Passage:
..........

Monday, June 19, 2017

monday mini--Temecula Quilt Co. sew-a-long

There is a 12-week sew-a-long on Temecula Quilt Company's blog.
I'm working in solids.
The bordered blocks now measure 4 inches, will finish to 3 1/2 inches. The tiny center blocks finish 1 1/2 inches.
This is way too much work.
And way too much fun.

Friday, June 16, 2017

visiting my quilts: party like it's 1999...

I had a quick visit with mom this week. She asked we hang this quilt.
I made it in 1999 using scraps from mom's and from her mother's sewing.
The pattern was in an early Fons and Porter magazine.
Beth uses waste triangles to make a legend of the origin of each fabric.

Friday, June 09, 2017

circa 2016 Temecula Quilt Co., top completed

I decided to keep it very simple. I tried a triangle border but this seems to be where this quilt wants to stop.
The blocks were made with a 2016 sew-a-long on Temecula Quilt Co.'s blog. I made double the blocks assigned each week and deviated from the directions by setting the blocks straight rather than on point. I finished with a 3 inches cut plain border.
It is rather somber in photographs, a bit more lively in person.
The medallion blocks finish 2 1/2 inches. The main blocks finish 3 inches.
57 by 69 inches.
Thanks, Temecula Quilts, for the very enjoyable sew-a-long! Each week was a gift.

Saturday, June 03, 2017

unit blocks

This is not an auspicious setting of tatami mats, but it is not made with tatami mats, so I do not anticipate bad fortune.
It is made with unit blocks, twice as long as wide, the proportion of kindergarten wooden building blocks (and tatami mats).
I used this same block (smaller scale, finished block was 4 inches) in a quilt in 2013 with a more random scrap placement.

This time it is in a robbing-peter-to-pay-paul fabric placement.
I have seen a similar block online several places, usually made with several sizes of pieces.
It is all made with unit blocks, cut 2 1/2 inches by 4 1/2 inches, to finish 2 by 4 inches.
Four solids and four prints.
A 2 1/2 inch strip exactly 18 inches of fabric yields the pieces for one block. More fabric is needed if you are dealing with directional prints.

..........

Information shown:

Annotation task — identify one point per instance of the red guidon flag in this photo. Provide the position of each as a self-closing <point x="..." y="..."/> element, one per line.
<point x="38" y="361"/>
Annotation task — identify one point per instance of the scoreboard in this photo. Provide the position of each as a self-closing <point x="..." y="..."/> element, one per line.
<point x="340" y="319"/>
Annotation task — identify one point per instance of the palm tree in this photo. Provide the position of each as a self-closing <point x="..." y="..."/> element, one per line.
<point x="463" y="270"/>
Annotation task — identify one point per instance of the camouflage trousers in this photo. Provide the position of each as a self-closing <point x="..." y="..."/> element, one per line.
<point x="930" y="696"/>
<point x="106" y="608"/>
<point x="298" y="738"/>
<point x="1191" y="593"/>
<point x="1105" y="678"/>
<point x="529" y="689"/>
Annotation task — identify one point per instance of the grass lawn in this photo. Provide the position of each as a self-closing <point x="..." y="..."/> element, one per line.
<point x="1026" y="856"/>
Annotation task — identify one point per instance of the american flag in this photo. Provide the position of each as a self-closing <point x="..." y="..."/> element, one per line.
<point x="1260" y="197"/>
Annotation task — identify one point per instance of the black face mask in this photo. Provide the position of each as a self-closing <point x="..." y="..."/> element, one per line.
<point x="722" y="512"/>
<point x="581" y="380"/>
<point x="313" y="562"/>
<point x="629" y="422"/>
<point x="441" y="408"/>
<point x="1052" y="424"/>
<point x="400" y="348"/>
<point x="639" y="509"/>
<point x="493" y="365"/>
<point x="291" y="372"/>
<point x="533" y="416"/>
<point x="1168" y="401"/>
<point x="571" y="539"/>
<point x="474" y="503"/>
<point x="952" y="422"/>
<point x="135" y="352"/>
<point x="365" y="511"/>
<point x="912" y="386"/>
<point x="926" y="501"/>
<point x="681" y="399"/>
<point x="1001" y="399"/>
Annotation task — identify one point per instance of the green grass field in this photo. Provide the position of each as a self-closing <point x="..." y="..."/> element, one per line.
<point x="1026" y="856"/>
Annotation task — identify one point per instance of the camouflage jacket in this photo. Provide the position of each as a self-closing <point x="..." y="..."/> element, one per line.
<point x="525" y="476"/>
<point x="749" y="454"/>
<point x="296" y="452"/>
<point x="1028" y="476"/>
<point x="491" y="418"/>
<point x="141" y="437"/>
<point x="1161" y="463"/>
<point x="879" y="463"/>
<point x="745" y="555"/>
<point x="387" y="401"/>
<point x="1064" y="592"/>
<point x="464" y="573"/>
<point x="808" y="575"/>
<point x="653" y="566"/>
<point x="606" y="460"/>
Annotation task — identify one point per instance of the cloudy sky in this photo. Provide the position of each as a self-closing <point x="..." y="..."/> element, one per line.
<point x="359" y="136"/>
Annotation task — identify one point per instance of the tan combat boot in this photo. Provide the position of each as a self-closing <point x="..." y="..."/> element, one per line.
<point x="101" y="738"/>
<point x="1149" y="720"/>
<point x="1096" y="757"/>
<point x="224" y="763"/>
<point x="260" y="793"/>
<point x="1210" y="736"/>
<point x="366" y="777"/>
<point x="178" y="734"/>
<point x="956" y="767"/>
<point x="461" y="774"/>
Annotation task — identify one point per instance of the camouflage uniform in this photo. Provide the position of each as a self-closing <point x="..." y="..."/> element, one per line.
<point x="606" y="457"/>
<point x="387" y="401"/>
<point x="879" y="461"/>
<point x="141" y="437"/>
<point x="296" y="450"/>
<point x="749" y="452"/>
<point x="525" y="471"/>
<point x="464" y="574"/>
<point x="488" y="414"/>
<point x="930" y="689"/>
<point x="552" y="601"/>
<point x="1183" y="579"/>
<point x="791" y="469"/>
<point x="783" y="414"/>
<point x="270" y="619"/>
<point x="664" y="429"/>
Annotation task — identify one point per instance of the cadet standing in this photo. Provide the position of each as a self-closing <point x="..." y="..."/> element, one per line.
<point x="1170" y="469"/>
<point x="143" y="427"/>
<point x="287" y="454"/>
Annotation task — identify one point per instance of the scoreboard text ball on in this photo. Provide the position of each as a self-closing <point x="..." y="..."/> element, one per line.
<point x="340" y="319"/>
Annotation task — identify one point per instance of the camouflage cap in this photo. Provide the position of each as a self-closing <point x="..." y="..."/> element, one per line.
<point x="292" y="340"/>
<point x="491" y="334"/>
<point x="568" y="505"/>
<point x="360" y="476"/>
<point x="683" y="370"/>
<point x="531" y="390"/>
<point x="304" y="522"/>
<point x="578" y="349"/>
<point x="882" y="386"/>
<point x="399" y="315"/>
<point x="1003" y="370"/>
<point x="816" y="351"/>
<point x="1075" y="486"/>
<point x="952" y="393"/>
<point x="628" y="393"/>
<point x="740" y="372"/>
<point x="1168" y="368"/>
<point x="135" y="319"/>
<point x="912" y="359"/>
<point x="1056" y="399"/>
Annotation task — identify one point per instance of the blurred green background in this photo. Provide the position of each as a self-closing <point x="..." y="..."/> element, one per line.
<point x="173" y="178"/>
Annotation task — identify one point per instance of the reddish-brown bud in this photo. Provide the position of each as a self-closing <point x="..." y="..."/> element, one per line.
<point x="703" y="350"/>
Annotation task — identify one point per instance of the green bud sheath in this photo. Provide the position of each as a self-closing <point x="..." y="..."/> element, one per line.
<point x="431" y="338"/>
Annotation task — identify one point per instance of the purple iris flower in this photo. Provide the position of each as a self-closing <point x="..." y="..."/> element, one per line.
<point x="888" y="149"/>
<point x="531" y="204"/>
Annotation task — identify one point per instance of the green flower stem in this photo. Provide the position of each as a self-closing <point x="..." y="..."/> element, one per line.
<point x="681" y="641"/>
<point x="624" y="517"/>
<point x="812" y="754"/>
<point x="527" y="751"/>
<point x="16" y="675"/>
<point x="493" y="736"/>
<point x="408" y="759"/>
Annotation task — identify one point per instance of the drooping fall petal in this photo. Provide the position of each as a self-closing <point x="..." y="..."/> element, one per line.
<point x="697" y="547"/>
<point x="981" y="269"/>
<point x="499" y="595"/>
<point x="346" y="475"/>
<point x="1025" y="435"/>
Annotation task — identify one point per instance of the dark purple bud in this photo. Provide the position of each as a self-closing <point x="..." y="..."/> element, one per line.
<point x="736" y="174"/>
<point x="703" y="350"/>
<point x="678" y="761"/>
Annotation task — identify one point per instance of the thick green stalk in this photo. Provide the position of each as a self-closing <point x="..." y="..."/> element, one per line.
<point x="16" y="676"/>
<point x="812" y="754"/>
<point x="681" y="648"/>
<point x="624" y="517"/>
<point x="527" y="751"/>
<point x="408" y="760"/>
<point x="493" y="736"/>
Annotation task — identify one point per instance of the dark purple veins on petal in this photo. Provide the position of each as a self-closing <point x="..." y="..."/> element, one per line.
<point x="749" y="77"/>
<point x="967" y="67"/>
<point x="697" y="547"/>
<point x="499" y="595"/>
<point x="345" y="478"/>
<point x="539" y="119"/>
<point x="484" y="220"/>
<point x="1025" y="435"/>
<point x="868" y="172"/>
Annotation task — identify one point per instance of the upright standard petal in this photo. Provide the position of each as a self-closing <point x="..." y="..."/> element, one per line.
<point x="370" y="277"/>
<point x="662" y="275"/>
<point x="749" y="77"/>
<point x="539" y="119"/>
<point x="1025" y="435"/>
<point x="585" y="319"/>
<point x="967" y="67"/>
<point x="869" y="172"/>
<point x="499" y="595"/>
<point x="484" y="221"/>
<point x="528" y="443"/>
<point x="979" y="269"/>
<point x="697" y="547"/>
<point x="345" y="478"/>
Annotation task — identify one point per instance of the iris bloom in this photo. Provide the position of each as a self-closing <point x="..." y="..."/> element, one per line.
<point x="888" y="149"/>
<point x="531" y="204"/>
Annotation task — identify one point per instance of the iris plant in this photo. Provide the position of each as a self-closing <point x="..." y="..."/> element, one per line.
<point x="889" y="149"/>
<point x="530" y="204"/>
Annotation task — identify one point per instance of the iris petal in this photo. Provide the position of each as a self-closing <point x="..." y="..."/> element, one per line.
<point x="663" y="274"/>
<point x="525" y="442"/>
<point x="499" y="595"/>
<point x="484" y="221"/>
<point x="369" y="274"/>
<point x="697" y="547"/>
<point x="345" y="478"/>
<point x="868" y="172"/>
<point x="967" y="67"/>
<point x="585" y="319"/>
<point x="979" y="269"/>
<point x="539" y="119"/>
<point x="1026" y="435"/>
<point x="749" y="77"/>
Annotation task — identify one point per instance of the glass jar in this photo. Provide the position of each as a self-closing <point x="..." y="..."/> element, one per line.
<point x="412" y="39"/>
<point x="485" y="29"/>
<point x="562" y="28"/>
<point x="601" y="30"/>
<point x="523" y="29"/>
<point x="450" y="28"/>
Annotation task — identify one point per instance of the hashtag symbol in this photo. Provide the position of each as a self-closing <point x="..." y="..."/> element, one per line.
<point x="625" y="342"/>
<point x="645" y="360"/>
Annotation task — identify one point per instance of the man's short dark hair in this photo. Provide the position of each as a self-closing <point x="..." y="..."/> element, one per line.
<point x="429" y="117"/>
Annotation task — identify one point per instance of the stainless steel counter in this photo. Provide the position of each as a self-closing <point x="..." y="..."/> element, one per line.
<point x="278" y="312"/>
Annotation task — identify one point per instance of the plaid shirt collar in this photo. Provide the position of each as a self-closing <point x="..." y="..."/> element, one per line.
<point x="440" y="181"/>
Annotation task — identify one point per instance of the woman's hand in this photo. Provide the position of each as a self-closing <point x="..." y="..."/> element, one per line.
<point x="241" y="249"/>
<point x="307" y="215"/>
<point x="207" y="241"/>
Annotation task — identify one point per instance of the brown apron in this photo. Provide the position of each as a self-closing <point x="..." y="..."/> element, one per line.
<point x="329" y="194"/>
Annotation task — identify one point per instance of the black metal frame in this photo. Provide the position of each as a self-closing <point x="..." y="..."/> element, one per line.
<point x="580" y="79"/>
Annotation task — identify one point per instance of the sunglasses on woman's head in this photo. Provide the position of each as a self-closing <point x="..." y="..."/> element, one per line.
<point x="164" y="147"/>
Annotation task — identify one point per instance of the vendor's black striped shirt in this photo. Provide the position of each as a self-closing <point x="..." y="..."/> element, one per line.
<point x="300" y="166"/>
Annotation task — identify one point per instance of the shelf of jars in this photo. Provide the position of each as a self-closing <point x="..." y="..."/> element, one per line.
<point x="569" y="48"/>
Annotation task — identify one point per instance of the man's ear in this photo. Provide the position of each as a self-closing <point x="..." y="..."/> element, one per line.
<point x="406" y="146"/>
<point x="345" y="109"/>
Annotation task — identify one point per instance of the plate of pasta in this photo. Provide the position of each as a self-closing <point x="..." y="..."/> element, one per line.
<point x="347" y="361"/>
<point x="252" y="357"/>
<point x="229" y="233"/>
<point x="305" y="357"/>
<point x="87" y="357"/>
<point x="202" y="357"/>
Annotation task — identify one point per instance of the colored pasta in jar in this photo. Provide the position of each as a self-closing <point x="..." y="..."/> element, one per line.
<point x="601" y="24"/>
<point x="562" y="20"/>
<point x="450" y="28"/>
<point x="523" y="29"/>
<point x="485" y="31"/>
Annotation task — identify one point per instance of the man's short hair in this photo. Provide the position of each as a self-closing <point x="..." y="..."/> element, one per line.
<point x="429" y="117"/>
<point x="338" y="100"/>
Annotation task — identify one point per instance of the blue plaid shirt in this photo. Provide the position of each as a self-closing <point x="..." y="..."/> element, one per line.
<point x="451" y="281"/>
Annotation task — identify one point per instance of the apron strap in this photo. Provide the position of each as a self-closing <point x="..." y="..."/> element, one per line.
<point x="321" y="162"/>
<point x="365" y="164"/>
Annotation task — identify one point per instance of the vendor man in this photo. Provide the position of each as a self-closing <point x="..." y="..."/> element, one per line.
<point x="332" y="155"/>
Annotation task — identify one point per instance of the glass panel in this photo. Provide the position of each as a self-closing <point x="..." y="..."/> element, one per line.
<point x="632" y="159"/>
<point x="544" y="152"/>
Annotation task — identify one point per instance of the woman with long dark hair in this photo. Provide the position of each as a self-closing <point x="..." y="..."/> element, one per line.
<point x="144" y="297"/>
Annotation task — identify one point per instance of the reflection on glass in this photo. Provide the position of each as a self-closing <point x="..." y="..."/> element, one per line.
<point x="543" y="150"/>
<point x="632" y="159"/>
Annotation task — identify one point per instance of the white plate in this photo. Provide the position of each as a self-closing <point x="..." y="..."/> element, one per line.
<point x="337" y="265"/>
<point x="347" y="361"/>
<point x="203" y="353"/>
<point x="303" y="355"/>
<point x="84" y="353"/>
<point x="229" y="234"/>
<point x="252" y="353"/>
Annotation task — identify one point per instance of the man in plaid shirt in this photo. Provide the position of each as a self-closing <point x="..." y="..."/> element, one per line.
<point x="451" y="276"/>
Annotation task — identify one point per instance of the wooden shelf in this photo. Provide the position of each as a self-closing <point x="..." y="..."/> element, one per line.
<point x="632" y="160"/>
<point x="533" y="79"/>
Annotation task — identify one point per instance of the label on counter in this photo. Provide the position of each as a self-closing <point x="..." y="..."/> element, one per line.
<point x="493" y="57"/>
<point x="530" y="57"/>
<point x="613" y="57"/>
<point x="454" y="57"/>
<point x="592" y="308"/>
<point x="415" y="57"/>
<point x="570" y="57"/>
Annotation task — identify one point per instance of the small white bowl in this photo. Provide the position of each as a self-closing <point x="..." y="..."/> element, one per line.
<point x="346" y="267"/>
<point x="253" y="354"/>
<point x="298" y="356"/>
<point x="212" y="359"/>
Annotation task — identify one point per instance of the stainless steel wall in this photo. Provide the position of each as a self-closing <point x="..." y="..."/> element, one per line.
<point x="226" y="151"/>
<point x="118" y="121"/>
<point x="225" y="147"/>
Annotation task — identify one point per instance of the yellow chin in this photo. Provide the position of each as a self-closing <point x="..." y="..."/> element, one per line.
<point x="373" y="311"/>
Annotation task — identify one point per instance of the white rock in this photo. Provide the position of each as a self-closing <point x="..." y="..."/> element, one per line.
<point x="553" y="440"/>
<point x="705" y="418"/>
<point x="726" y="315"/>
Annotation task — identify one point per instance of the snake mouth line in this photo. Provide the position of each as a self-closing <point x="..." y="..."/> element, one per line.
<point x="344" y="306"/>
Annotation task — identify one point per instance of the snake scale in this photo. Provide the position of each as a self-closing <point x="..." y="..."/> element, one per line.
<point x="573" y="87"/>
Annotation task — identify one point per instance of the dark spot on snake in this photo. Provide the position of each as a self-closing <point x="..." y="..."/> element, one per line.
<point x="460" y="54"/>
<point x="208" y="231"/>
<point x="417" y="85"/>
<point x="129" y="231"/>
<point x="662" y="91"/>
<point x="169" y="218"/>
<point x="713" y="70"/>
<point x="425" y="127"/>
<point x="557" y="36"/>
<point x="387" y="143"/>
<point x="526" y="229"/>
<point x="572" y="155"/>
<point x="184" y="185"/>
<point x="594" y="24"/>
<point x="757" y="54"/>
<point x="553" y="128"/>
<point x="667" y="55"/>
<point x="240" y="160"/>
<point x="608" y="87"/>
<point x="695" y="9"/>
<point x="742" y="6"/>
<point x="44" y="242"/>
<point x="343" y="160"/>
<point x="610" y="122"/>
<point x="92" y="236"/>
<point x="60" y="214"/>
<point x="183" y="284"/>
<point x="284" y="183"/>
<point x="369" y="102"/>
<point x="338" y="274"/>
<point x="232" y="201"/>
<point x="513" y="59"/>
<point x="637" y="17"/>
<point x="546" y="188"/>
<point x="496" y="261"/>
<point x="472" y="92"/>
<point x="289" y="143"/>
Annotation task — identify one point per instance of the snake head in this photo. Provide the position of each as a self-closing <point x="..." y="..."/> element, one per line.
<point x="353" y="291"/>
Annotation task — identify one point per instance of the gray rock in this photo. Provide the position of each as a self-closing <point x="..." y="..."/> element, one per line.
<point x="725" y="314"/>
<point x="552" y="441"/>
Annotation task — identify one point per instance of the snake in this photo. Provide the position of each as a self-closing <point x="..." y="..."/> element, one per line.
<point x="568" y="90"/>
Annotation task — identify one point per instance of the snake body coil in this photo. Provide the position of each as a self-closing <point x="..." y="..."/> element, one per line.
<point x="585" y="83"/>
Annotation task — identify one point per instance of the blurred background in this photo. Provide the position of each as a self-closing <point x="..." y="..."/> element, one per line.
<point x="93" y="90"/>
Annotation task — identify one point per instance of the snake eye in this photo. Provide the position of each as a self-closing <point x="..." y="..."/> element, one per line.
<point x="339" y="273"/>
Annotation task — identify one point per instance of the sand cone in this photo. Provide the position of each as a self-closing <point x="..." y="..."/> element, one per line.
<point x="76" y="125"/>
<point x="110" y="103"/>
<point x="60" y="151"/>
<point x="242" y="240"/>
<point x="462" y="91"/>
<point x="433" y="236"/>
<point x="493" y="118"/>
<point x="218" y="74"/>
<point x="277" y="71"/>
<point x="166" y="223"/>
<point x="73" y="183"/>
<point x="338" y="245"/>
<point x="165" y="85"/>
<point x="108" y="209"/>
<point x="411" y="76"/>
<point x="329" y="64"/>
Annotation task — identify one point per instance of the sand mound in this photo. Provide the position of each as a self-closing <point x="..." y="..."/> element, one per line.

..........

Your tasks:
(a) In the quilting blog, how large is the completed circa 2016 Temecula Quilt Co. top?
(b) Print everything in the quilting blog from "It is made with" down to "by 4 inches.".
The records are not used here.

Answers by task:
(a) 57 by 69 inches.

(b)
It is made with unit blocks, twice as long as wide, the proportion of kindergarten wooden building blocks (and tatami mats).
I used this same block (smaller scale, finished block was 4 inches) in a quilt in 2013 with a more random scrap placement.

This time it is in a robbing-peter-to-pay-paul fabric placement.
I have seen a similar block online several places, usually made with several sizes of pieces.
It is all made with unit blocks, cut 2 1/2 inches by 4 1/2 inches, to finish 2 by 4 inches.